Task details:
Within this material, find every line where the string "target" appears, and copy it out.

Entries supplied:
———

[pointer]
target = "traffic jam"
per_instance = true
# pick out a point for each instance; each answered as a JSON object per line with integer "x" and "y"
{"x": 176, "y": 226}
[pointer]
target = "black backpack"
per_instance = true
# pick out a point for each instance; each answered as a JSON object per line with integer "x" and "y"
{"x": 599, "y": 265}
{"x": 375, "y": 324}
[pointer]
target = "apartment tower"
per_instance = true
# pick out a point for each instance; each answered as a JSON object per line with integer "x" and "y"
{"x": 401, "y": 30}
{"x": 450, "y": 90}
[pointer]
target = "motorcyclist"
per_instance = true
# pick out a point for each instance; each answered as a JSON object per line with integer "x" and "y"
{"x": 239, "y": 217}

———

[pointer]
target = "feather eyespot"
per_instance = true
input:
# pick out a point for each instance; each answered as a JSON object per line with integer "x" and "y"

———

Answer to the problem:
target = "traffic jam"
target = "black backpack"
target = "apartment tower"
target = "motorcyclist"
target = "feather eyespot"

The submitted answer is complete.